■ **Exercise brief**: Please print all of the material below, word for word.

## BEGIN Material shown

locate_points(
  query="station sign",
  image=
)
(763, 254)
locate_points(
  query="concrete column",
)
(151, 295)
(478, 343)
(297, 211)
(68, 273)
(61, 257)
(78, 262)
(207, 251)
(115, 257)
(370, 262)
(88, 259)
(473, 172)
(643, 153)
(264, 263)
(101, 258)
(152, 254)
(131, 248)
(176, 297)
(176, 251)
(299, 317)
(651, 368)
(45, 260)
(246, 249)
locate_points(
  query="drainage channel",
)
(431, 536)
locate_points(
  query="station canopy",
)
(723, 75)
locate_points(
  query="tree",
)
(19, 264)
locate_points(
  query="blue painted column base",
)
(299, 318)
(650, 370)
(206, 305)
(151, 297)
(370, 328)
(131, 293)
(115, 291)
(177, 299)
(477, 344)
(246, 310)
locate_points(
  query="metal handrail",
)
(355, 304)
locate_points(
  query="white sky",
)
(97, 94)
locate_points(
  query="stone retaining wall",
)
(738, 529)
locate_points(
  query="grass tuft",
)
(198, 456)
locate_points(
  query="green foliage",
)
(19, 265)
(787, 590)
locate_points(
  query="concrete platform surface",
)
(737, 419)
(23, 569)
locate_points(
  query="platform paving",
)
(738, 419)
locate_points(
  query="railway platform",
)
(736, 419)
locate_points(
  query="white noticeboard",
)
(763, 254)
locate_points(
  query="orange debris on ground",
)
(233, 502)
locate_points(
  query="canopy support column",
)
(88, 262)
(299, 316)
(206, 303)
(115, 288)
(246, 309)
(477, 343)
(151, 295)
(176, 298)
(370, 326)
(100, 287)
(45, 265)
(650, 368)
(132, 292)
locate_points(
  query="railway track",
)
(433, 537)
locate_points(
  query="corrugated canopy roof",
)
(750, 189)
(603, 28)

## END Material shown

■ **Final answer**:
locate_points(
  query="station sign",
  image=
)
(763, 254)
locate_points(
  query="concrete column",
)
(151, 295)
(478, 343)
(297, 211)
(68, 273)
(61, 257)
(78, 262)
(207, 251)
(115, 257)
(370, 262)
(88, 259)
(473, 172)
(643, 153)
(264, 263)
(101, 258)
(152, 254)
(131, 248)
(176, 297)
(176, 251)
(299, 317)
(651, 368)
(45, 260)
(246, 249)
locate_points(
  query="drainage channel",
)
(431, 536)
locate_points(
  query="station canopy",
)
(723, 75)
locate_points(
  query="tree",
)
(19, 264)
locate_points(
  query="blue painted column base",
)
(299, 318)
(650, 370)
(206, 305)
(151, 297)
(370, 328)
(131, 293)
(115, 291)
(177, 299)
(477, 344)
(246, 310)
locate_points(
  query="metal handrail",
)
(355, 304)
locate_points(
  query="white sky",
)
(97, 94)
locate_points(
  query="stone retaining wall",
)
(738, 529)
locate_points(
  query="grass tuft",
)
(198, 456)
locate_points(
  query="green foliage",
)
(19, 265)
(787, 590)
locate_points(
  query="concrete platform surface",
)
(737, 419)
(23, 569)
locate_points(
  query="platform paving",
)
(738, 419)
locate_points(
  query="railway platform",
)
(736, 419)
locate_points(
  query="white noticeboard",
)
(763, 254)
locate_points(
  query="orange debris on ground",
)
(233, 502)
locate_points(
  query="canopy support column",
)
(88, 262)
(299, 316)
(206, 303)
(115, 288)
(246, 309)
(477, 343)
(151, 295)
(176, 298)
(370, 326)
(100, 287)
(45, 265)
(650, 368)
(132, 292)
locate_points(
  query="railway track",
)
(433, 537)
locate_points(
  query="corrugated canopy roof",
)
(750, 189)
(603, 28)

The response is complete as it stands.